┏━━

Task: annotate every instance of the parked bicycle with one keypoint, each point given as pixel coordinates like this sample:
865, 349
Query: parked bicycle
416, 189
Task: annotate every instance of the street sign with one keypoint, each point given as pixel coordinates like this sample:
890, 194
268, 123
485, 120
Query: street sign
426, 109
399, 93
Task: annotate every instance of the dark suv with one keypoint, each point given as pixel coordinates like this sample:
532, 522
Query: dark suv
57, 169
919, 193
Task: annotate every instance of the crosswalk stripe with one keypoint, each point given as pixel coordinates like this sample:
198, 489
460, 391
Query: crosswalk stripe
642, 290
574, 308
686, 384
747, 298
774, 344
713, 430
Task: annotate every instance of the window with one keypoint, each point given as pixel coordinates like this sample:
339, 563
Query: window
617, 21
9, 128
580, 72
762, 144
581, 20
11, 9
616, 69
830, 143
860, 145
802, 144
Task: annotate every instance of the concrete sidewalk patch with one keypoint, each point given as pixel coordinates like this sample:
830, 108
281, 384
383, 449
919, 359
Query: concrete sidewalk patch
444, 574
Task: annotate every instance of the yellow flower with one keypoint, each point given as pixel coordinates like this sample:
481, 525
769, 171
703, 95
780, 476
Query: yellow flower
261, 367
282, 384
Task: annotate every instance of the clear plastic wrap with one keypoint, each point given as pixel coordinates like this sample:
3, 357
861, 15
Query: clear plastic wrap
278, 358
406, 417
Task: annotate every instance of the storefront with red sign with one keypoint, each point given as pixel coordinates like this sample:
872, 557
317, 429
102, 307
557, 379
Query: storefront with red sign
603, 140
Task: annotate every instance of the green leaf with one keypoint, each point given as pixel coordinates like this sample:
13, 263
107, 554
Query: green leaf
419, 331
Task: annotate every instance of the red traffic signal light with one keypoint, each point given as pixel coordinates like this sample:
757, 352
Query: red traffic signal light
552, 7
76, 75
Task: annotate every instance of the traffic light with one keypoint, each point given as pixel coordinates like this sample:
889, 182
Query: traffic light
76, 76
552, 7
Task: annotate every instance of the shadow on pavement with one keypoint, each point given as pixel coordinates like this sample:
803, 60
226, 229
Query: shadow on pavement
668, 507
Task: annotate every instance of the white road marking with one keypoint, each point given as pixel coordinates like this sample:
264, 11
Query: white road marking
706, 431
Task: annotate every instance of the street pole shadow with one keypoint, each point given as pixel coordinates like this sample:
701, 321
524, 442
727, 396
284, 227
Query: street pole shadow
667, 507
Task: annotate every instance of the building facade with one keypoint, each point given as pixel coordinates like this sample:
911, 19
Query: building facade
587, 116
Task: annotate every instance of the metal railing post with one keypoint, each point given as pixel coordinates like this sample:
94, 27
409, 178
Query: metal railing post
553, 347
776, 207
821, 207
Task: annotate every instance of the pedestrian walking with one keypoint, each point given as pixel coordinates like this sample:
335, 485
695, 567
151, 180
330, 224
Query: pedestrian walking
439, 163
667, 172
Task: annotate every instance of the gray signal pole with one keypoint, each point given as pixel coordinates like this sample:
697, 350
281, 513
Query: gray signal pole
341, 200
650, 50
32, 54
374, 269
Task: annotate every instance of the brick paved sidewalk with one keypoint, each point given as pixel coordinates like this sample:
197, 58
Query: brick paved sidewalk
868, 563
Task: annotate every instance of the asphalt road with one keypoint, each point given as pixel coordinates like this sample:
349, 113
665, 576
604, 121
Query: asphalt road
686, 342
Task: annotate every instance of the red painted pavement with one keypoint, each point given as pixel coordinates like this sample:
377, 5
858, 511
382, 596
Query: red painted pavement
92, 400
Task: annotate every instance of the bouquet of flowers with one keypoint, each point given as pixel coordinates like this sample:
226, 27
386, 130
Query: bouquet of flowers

┗━━

- Exercise aim
Output each record precisely as given.

- Full answer
Task: annotate every instance of the parked bicycle with one keypoint, each point given as pixel coordinates like this sample:
865, 349
Query: parked bicycle
416, 189
Task: annotate every instance of the street sign with one keypoint, each point given as pixel coordinates like this sample:
890, 194
268, 123
485, 120
Query: street sign
426, 109
399, 93
Task: annotate every instance of the dark suv with one keypoint, each point given as pixel coordinates like this sample:
532, 522
Query: dark suv
57, 169
919, 193
Task: annotate every instance of the crosswalk stripe with one keypoint, each point given as pixel coordinates like this sample:
198, 489
460, 391
Query: crosswalk stripe
642, 290
574, 308
686, 384
747, 298
774, 344
713, 430
Task: annotate every instance of the window with one keypoint, each point given as pixel coordinates like this sample:
339, 563
Query: window
617, 21
9, 128
580, 72
762, 144
581, 20
11, 9
616, 69
830, 143
860, 145
802, 144
Task: annotate every instance of the concrete sidewalk patch with one keypoint, each point given as pixel coordinates like this sample:
830, 108
281, 384
383, 449
919, 359
Query: concrete sidewalk patch
444, 574
Task: annotate every instance of the yellow flower with one keypoint, each point given as pixel coordinates like this sample:
481, 525
769, 171
703, 95
780, 476
Query: yellow flower
261, 367
282, 384
Task: annotate every instance of the clear plastic wrap with one keypoint, each point given as pixel coordinates like this sample:
3, 357
861, 15
Query: clear plastic wrap
278, 358
406, 417
Task: annotate every instance of the storefront with red sign with one keypoint, each point given as pixel coordinates like this sample:
872, 557
317, 429
102, 307
557, 379
Query: storefront with red sign
603, 140
Task: annotate every instance of the green leaf with one keypoint, each point given as pixel coordinates like this sample:
13, 263
107, 554
Query: green leaf
419, 331
Task: annotate every instance of the red traffic signal light with one keypoint, each point given as pixel coordinates like this sample:
757, 352
Query: red traffic signal light
552, 7
76, 75
Task: annotate every instance of the traffic light with one keypoint, each point given as pixel coordinates like this sample:
889, 182
Query: traffic light
76, 76
552, 7
Task: annotate every instance of the shadow on pavement with one keypoint, each point given as pixel coordinates like this sample:
803, 60
226, 229
Query: shadow on pavement
668, 507
Task: annotate every instance of the white road marking with one keypoint, each point given as pixel coordinates like this sample:
264, 11
Query: white road marking
706, 431
Task: annotate every instance of the street pole shadow with one keypoint, each point given as pixel coordinates like this sample:
701, 321
524, 442
727, 396
284, 227
Query: street pole shadow
667, 507
Task: annotate every instance of the building facade with one keypoint, each point given as pixel coordinates like this sample:
911, 19
Query: building facade
587, 116
Task: annotate every instance of the metal railing post with one keypoint, each point given as pixel coordinates like this sample:
94, 27
409, 178
Query: metal railing post
553, 347
776, 207
821, 207
Task: annotate every instance of the pedestrian walking with one keypoint, each point given as pixel coordinates like this sample:
335, 485
695, 567
151, 180
330, 224
Query: pedestrian walking
439, 163
667, 172
Task: annotate every instance of the gray signal pole with one keypoint, each point given as pixel coordinates like this sample:
697, 350
281, 513
Query: gray signal pole
341, 200
650, 50
32, 54
374, 269
Task: annotate every instance of the brick paved sidewalk with one keypoint, each point given as pixel coordinates like this sample:
197, 58
Query: brick paved sidewalk
868, 563
Task: annotate every instance of the asphalt road with one keypoint, each point given as pixel coordinates like this sample:
349, 113
665, 576
604, 121
Query: asphalt road
686, 342
Task: annotate every instance of the red painted pavement with one keypoint, each point given as pixel coordinates like this sample:
377, 5
858, 511
382, 596
Query: red painted pavement
92, 400
Task: annotate every instance of the bouquet of flowers with one keypoint, each point given as pixel coordinates like this sample:
226, 27
386, 130
Query: bouquet of flowers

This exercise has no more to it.